Coordinate annotation records
------------------------------------------------------------------------

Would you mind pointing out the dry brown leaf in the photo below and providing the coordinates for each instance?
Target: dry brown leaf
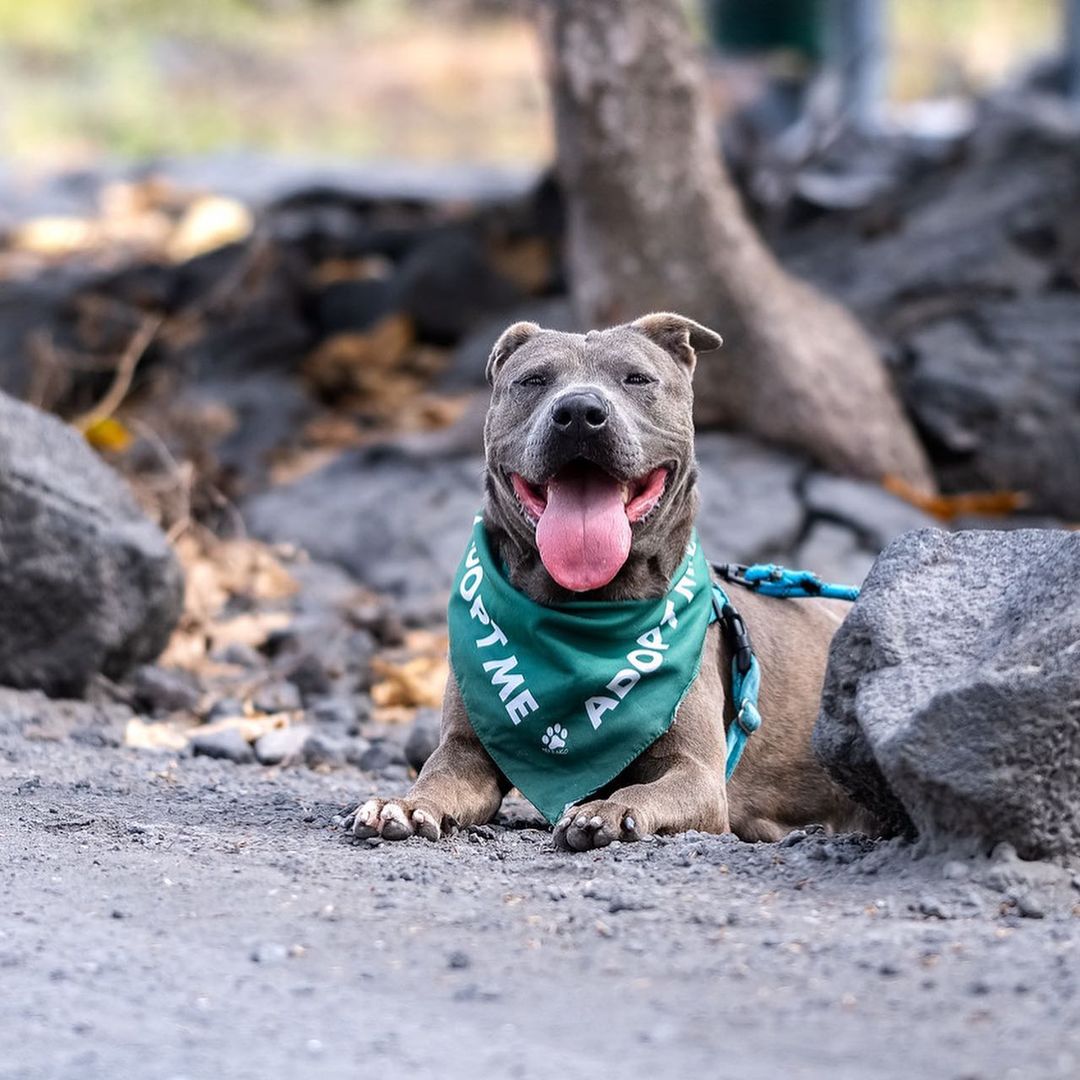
(360, 362)
(394, 714)
(948, 507)
(250, 727)
(142, 736)
(251, 629)
(418, 682)
(210, 223)
(527, 261)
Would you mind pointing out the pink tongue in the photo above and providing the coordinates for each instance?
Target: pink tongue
(583, 534)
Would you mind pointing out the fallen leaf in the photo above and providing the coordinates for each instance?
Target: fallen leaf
(418, 682)
(947, 507)
(210, 223)
(142, 736)
(108, 434)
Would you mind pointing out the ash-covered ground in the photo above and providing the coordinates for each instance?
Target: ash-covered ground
(172, 916)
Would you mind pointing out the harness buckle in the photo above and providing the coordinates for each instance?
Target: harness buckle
(738, 637)
(748, 718)
(732, 571)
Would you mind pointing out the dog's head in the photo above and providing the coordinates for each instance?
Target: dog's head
(590, 443)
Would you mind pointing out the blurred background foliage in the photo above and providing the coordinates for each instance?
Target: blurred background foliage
(417, 80)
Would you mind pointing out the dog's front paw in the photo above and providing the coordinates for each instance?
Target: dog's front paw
(395, 820)
(595, 825)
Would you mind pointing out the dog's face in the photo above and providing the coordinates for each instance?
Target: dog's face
(590, 442)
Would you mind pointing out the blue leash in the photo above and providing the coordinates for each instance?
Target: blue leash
(769, 580)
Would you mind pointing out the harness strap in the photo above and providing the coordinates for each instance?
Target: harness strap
(769, 580)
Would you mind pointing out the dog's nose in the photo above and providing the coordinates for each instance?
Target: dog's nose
(580, 413)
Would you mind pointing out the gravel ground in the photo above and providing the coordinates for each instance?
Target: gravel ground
(169, 917)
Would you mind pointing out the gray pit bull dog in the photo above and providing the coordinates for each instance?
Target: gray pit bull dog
(591, 494)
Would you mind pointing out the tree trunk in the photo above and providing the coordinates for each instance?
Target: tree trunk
(655, 224)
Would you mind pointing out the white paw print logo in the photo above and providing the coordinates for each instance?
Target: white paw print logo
(554, 739)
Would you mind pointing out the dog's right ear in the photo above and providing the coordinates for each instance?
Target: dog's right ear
(511, 339)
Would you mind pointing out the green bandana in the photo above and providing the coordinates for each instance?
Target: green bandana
(565, 698)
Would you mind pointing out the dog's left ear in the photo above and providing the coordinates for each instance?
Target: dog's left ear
(511, 339)
(682, 337)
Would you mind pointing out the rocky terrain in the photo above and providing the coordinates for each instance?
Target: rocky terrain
(183, 916)
(292, 385)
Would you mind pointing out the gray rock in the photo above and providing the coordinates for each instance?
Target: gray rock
(750, 509)
(89, 583)
(278, 697)
(834, 553)
(322, 752)
(423, 738)
(875, 514)
(237, 652)
(165, 689)
(397, 523)
(225, 707)
(228, 743)
(337, 713)
(998, 392)
(381, 755)
(468, 365)
(310, 677)
(282, 744)
(949, 705)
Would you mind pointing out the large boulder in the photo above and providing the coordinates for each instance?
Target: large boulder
(88, 583)
(952, 701)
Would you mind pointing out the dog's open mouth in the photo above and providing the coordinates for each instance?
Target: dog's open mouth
(583, 517)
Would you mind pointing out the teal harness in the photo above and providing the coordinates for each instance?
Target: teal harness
(768, 580)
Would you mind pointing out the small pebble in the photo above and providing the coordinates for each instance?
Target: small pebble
(282, 744)
(1030, 906)
(228, 744)
(422, 739)
(277, 698)
(931, 906)
(270, 953)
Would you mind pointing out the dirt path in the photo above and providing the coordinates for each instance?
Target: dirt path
(191, 918)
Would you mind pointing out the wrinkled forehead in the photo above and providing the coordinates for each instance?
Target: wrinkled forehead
(588, 354)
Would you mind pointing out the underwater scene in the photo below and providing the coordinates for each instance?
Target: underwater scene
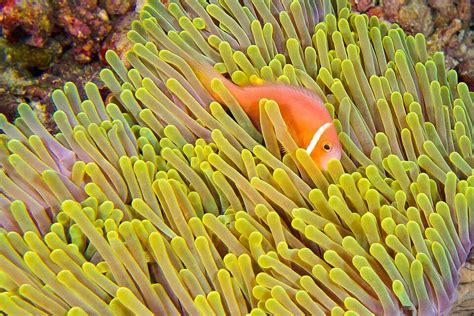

------------------------------------------------------------------------

> **SHORT EXERCISE**
Arrange every line of the records above as a Markdown table with the columns "Row" and "Line," numbering the rows in order and omitting blank lines. Leave the pictures out.

> **ANSWER TO THIS EXERCISE**
| Row | Line |
|---|---|
| 1 | Would you mind pointing out the dry brown leaf in the photo below and providing the coordinates for each instance? |
| 2 | Target: dry brown leaf |
| 3 | (360, 362) |
| 4 | (394, 714) |
| 5 | (948, 507) |
| 6 | (250, 727) |
| 7 | (142, 736) |
| 8 | (251, 629) |
| 9 | (418, 682) |
| 10 | (210, 223) |
| 11 | (527, 261) |
| 12 | Would you mind pointing out the pink tongue in the photo above and providing the coordinates for each instance? |
| 13 | Target: pink tongue |
| 14 | (583, 534) |
| 15 | Would you mind pointing out the fallen leaf in the photo above and providing the coordinates for each instance? |
| 16 | Target: fallen leaf |
| 17 | (418, 682) |
| 18 | (947, 507) |
| 19 | (210, 223) |
| 20 | (142, 736) |
| 21 | (108, 434) |
| 22 | Would you mind pointing out the ash-covered ground in the photo above and providing the coordinates for each instance? |
| 23 | Target: ash-covered ground |
| 24 | (172, 916) |
| 25 | Would you mind pointing out the harness buckle in the photo above and providing the coordinates for each instance? |
| 26 | Target: harness buckle |
| 27 | (738, 637) |
| 28 | (748, 718) |
| 29 | (732, 571) |
| 30 | Would you mind pointing out the dog's head in the photo above and providing the coordinates for each instance? |
| 31 | Target: dog's head |
| 32 | (590, 443) |
| 33 | Would you mind pointing out the blurred background foliage in the photo above and providing the coordinates for each instance? |
| 34 | Target: blurred background foliage |
| 35 | (417, 80) |
| 36 | Would you mind pointing out the dog's front paw in the photo above and providing the coordinates for each instance? |
| 37 | Target: dog's front paw |
| 38 | (395, 820) |
| 39 | (595, 825) |
| 40 | Would you mind pointing out the dog's face in the photo above and providing the coordinates for each instance? |
| 41 | Target: dog's face |
| 42 | (590, 442) |
| 43 | Would you mind pointing out the blue leash in the photo above and providing the coordinates for each instance? |
| 44 | Target: blue leash |
| 45 | (769, 580) |
| 46 | Would you mind pointing out the harness strap in the photo above and providing the coordinates for each instance? |
| 47 | Target: harness strap |
| 48 | (769, 580) |
| 49 | Would you mind pointing out the dog's nose in the photo above and providing the coordinates for each instance? |
| 50 | Target: dog's nose |
| 51 | (580, 413) |
| 52 | Would you mind pointing out the gravel ground in the photo above and providing the coordinates for each instance? |
| 53 | Target: gravel ground |
| 54 | (169, 917) |
| 55 | Would you mind pointing out the gray pit bull dog in the photo above and providing the coordinates for each instance? |
| 56 | Target: gray pit bull dog |
| 57 | (591, 494) |
| 58 | Would you mind pointing out the tree trunk in the photo above and providing the coordinates for each instance? |
| 59 | Target: tree trunk |
| 60 | (655, 224) |
| 61 | Would you mind pointing out the white paw print logo in the photo above and providing the coordinates for each instance? |
| 62 | Target: white paw print logo |
| 63 | (554, 739) |
| 64 | Would you mind pointing out the dog's right ear in the photo above and providing the coordinates for each instance? |
| 65 | Target: dog's right ear |
| 66 | (511, 339) |
| 67 | Would you mind pointing out the green bandana in the photo above and providing the coordinates for each instance? |
| 68 | Target: green bandana |
| 69 | (565, 698) |
| 70 | Would you mind pointing out the dog's left ear in the photo above and providing the coordinates for each instance? |
| 71 | Target: dog's left ear |
| 72 | (511, 339) |
| 73 | (682, 337) |
| 74 | Would you mind pointing out the rocky terrain in the photo above and providing the coordinates for each instance? |
| 75 | Target: rocky terrain |
| 76 | (183, 916) |
| 77 | (292, 385) |
| 78 | Would you mind pointing out the gray rock in the photo above and providing the coordinates for each instance? |
| 79 | Target: gray rock |
| 80 | (750, 509) |
| 81 | (89, 583) |
| 82 | (278, 697) |
| 83 | (834, 553) |
| 84 | (322, 752) |
| 85 | (423, 738) |
| 86 | (875, 514) |
| 87 | (237, 652) |
| 88 | (165, 689) |
| 89 | (397, 523) |
| 90 | (225, 707) |
| 91 | (228, 743) |
| 92 | (337, 713) |
| 93 | (998, 392) |
| 94 | (381, 755) |
| 95 | (468, 365) |
| 96 | (310, 677) |
| 97 | (282, 744) |
| 98 | (949, 705) |
| 99 | Would you mind pointing out the large boulder in the photo above and providing the coordinates for each instance? |
| 100 | Target: large boulder |
| 101 | (88, 583) |
| 102 | (952, 701) |
| 103 | Would you mind pointing out the dog's open mouth in the photo above and providing the coordinates for each instance? |
| 104 | Target: dog's open mouth |
| 105 | (583, 517) |
| 106 | Would you mind pointing out the teal harness in the photo above and providing the coordinates for each instance? |
| 107 | Target: teal harness |
| 108 | (768, 580) |
| 109 | Would you mind pointing out the small pebble in the photo above and providing the coordinates for each instance? |
| 110 | Target: small pebble |
| 111 | (282, 744) |
| 112 | (1030, 906) |
| 113 | (228, 744) |
| 114 | (422, 739) |
| 115 | (277, 698) |
| 116 | (931, 906) |
| 117 | (270, 953) |
| 118 | Would you mind pointing out the dirt path in the photo above and providing the coordinates for each instance? |
| 119 | Target: dirt path |
| 120 | (191, 918) |
| 121 | Would you mind pointing out the wrinkled forehead in the photo above and providing the coordinates for each instance? |
| 122 | Target: wrinkled forehead |
| 123 | (588, 354) |
| 124 | Would you mind pointing out the underwater scene in the photo below and providing the coordinates for each instance? |
| 125 | Target: underwater scene |